MATERIAL SUPPLIED:
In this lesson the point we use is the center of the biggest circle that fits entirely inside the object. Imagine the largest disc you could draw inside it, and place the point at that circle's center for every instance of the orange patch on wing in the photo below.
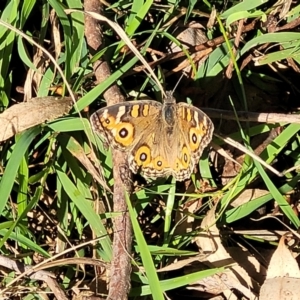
(185, 157)
(108, 122)
(143, 156)
(159, 163)
(124, 133)
(135, 111)
(188, 115)
(145, 110)
(195, 137)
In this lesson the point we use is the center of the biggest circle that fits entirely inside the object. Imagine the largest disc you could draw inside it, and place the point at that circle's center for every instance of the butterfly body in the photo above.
(159, 139)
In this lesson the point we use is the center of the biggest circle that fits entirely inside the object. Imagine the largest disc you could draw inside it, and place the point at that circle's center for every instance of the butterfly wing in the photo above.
(195, 130)
(123, 125)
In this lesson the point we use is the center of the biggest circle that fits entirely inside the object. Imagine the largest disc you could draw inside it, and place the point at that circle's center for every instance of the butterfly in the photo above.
(160, 139)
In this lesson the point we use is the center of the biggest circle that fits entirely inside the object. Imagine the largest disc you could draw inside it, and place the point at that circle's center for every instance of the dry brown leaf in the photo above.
(283, 276)
(210, 242)
(28, 114)
(282, 263)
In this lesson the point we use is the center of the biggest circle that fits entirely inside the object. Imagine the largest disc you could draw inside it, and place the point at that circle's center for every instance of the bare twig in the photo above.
(119, 284)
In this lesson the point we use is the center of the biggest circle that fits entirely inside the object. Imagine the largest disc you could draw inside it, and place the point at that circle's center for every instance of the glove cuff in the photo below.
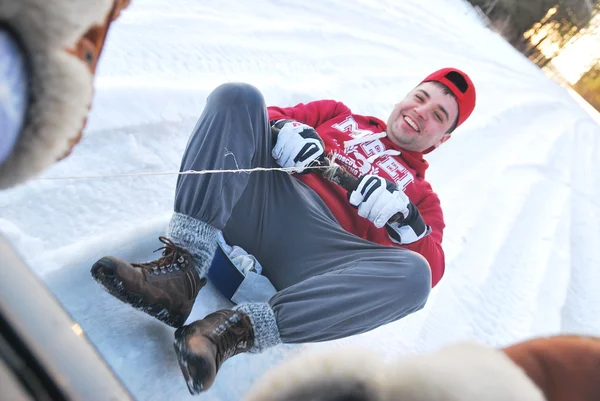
(412, 229)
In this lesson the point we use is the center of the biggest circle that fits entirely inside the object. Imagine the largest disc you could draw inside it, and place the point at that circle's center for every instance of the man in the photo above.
(339, 268)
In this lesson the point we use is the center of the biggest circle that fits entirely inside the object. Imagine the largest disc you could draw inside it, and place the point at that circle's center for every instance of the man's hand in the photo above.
(298, 145)
(378, 199)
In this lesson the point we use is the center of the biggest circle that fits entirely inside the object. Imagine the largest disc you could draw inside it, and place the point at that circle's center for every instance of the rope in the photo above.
(187, 172)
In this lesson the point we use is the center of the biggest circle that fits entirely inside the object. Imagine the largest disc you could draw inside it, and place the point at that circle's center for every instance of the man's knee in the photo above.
(417, 278)
(236, 94)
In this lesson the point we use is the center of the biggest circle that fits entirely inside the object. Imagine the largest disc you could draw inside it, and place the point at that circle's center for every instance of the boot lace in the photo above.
(172, 259)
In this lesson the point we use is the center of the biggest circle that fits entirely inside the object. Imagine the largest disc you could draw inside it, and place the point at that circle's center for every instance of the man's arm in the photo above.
(312, 113)
(378, 199)
(430, 246)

SET EXERCISE: Rewrite the listing above, putting "widest disc" in place of every "largest disc" and keeping all other text the same. Omit the pictures from your version.

RESPONSE TO THE EXERCISE:
In this lesson the point we use is the center of the biggest circle that fits entirely inside the object. Imagine the widest disc you could draw inside it, and place the point at that circle's center for every instance of the orange patch on wing in the photo below.
(185, 157)
(108, 122)
(143, 156)
(159, 163)
(124, 133)
(135, 111)
(188, 115)
(145, 110)
(195, 137)
In this lesson the point we use is the center of the biggest circle that fits entirely inside the object. Imagine the widest disc you could draw inside it, and place the point at that circle's center for every instance of the butterfly body in the photo above.
(159, 139)
In this lesson the point we use is the center of the biggest circle that fits entirely inside the object. Imagine the widest disc you could draw inside it, and place the point at that circle's center for every instance of the butterfly wing in the photo above.
(195, 130)
(123, 125)
In this lesson the point we use is the center of the biggest circle that fits entirely inside the object. Imagine the widest disc you could draw inside it, and place the point at that circle's center for every instance of the butterfly in the photo above.
(160, 139)
In this lesson the point we use is the center of the biggest circle that fits entirely inside the object. Imagine the widest disc you could draw inside it, and place the point at that circle's center for every instance of the dry brown leaf in the photo above.
(283, 276)
(210, 242)
(28, 114)
(282, 263)
In this lesson the point we use is the center of the biggest circle that fits entirely inside the object. Imagine the widest disc you could draw inside it, and place the point at that circle's center for every instance of the bare twig in the photo above.
(119, 284)
In this lesson the point we use is the center of the biggest circle that fits entirely inside the object. Imagine the widest disc you could draw inside it, and place the point at that circle's center for every instance of the glove cuff in the photo below.
(412, 229)
In this lesson the point we use is the center of the biggest circle that fits entirely inside the object. Imagine the widest disc you could draw inside it, and place the point at that circle's center for every instance of the man in the photo above.
(339, 268)
In this lesson the point we use is the center of the biggest circle that fits entirely inside the object. Imagine the widest disc you could draw inside it, and place the point at that circle's center for every instance of the man's hand in the photo above.
(298, 145)
(378, 199)
In this lesson the point we use is the center of the biggest circle that fits entirely inside the object. Imagine the widest disc you could draw inside it, and place the point at that circle's center for every instance of the rope in the photo above.
(187, 172)
In this lesson the point we use is the center of the biggest circle that fits entirely inside the object. Imagine the widest disc you could draw inside it, and place the point at that circle's center for every instance of the man's knee in the photo above.
(417, 278)
(236, 94)
In this lesson the point we use is the center of the biggest circle that fits entirely inside the object. Imagine the widest disc you could draw inside it, and place the point at that circle's center for every instance of the boot lace in the photo above.
(172, 259)
In this lesson the point we use is the center of the biggest circle that fits entirely inside the object. Imagine the widest disc you could draw inside it, and place the point at that circle's center for every instance of the man's arm in the photo above.
(312, 113)
(378, 199)
(430, 246)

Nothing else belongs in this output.